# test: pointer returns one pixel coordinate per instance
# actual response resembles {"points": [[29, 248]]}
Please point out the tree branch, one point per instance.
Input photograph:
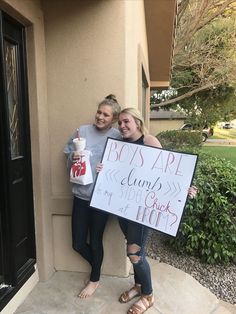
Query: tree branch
{"points": [[186, 95]]}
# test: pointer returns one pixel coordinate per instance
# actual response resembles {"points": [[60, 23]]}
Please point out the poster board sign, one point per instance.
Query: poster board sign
{"points": [[144, 184]]}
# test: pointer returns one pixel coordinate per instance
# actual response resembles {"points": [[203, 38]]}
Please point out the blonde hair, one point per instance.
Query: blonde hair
{"points": [[135, 113], [110, 100]]}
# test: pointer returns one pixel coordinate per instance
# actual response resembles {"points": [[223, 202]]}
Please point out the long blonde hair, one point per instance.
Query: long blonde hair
{"points": [[135, 113]]}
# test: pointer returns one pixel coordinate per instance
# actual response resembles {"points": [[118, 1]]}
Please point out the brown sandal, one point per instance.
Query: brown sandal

§ TO BE DONE
Reproduce every line of the records above verbatim, omitting the pictures.

§ RESULT
# test: pointer returns one pixel coordinate per instance
# actual response resembles {"points": [[29, 248]]}
Please point out the tree branch, one point per instance.
Input photograph:
Query: tree branch
{"points": [[186, 95]]}
# test: pointer returns one pixel coordinate per instance
# actual response resembles {"points": [[60, 23]]}
Please point out the poster board sign, one point per instance.
Query: poster board sign
{"points": [[144, 184]]}
# test: pointer returns one pixel coordinate per instance
# actual response resembles {"points": [[203, 38]]}
Please point out the blonde hair, one point per instance.
Query: blonde hair
{"points": [[135, 113], [110, 100]]}
# test: pointer returns one pixel coordinate per instance
# actual response resembles {"points": [[223, 202]]}
Please point out the long blonde hair, one point per instance.
Query: long blonde hair
{"points": [[135, 113]]}
# test: pointer returns one pixel coordinate per instance
# actual response resembles {"points": [[118, 1]]}
Please point out the brown sandal, one point per instance.
Query: brown sandal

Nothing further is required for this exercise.